# Task directions:
Will you quote all of the entries, word for word?
Start Input for this task
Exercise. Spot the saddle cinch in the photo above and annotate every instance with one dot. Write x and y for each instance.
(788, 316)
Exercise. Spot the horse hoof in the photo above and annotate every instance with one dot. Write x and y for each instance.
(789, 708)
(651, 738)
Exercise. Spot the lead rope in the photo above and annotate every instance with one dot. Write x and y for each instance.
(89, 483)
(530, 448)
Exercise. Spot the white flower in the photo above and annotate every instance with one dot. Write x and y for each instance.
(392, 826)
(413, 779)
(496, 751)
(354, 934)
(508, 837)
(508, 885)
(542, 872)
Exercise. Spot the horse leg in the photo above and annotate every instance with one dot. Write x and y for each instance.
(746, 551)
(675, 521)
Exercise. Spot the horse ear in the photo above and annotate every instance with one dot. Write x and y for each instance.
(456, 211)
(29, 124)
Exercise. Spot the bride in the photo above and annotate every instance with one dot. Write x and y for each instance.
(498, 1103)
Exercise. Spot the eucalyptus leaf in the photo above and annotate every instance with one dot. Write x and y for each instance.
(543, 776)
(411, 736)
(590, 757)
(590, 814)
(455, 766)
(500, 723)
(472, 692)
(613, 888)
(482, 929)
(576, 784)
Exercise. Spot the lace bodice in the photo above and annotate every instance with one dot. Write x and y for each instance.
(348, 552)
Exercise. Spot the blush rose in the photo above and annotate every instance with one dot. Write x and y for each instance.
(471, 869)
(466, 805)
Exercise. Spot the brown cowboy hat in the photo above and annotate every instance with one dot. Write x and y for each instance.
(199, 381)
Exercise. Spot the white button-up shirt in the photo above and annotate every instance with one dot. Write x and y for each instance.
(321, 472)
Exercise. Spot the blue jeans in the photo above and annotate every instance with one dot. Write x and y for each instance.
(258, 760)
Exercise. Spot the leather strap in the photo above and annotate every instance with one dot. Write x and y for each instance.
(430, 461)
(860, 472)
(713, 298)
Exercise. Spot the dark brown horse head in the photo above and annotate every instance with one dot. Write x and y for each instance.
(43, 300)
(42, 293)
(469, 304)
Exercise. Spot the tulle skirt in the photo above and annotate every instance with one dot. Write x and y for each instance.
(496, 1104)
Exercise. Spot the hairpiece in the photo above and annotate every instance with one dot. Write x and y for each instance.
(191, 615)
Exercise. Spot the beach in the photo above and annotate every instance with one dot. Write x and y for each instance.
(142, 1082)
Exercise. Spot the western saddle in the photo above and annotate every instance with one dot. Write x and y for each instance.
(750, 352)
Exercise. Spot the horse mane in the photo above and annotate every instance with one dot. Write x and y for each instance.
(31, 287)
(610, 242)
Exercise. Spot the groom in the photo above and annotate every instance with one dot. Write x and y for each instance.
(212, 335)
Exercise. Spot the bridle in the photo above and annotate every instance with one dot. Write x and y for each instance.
End Input for this task
# Expected answer:
Exercise. Spot the saddle cinch in the photo above and annotate every instance with one dot. Write x and y for each instance.
(788, 316)
Exercise. Spot the horse hoof in the photo above and annotate every instance with one dot. Write x and y for each instance.
(789, 708)
(651, 738)
Exercise. Spot the lead rope in the photo above and annotate every instance with one dot. Write x and y for each instance.
(89, 483)
(530, 448)
Exercise. Spot the white flower in the photo above and annotate every instance with one dot. Write x and y for each instance.
(392, 826)
(413, 779)
(496, 751)
(354, 934)
(508, 837)
(508, 885)
(542, 872)
Exercise. Spot the horse leg in the photo above and annotate every instance with one dot. Write x and y for each instance.
(746, 551)
(675, 521)
Exercise. Spot the horse ear in the photo above and annotate every instance with one dot. Write x and y for each instance.
(456, 211)
(29, 124)
Exercise. Spot the bride in the photo above and annotate every instance with one dot. Write x and y for each instance.
(498, 1103)
Exercise. Spot the eucalyptus leaf in the photo above and annotate every instance with one dot. Write x and y for each instance.
(543, 776)
(411, 736)
(590, 757)
(590, 814)
(455, 766)
(500, 723)
(472, 692)
(613, 888)
(482, 929)
(576, 784)
Exercise. Spot the lace bodice in the photo above and annotate every instance with one dot. Write x and y for each instance.
(348, 552)
Exercise. Spot the blush rose in the photo above and annotate every instance with one dot. Write x and y for each instance.
(471, 869)
(466, 805)
Exercise. Spot the brown cowboy hat in the photo above and annotate every instance with one dot. Write x and y for each instance.
(199, 381)
Exercise. Spot the white button-up shirt in the photo above and annotate every instance with one dot. Write x and y for each instance.
(321, 472)
Exercise. Spot the blue jeans in the photo above and annotate every instance with one dot. Write x and y for each instance.
(258, 760)
Exercise. Spot the leather strap in the photo above and annotate every instance with one dot. Write x and y for each instance.
(430, 461)
(860, 472)
(713, 298)
Exercise. Spot the dark brown horse head in the photo above and annotate every instance with one dot. Write x and y for each instance.
(43, 300)
(42, 293)
(469, 304)
Exercise. Spot the tulle skirt in the photo above and annotate every instance with one dot. Write x and y for each instance.
(496, 1104)
Exercise. Spot the hairpiece in the photo above and annotate every instance with one dot. Write x and y for each instance.
(191, 615)
Exercise. Spot the beach in the photo above and annotate every instance with one dot. Write x and y for each instance.
(142, 1082)
Exercise. Spot the western saddle in the photo above and annotate every instance with one dot. Write x and y for each instance.
(750, 352)
Exercise. Spot the horse mane in the photo above and annotate every instance with one dot. Write x and y for each instance.
(31, 287)
(610, 242)
Exercise. Spot the groom in the photo above and annotate every instance with one dot. Write x and y for each instance.
(212, 335)
Exercise. Spot the bridle in the photo above and annotate every instance with one dot. Write x and y for each instance.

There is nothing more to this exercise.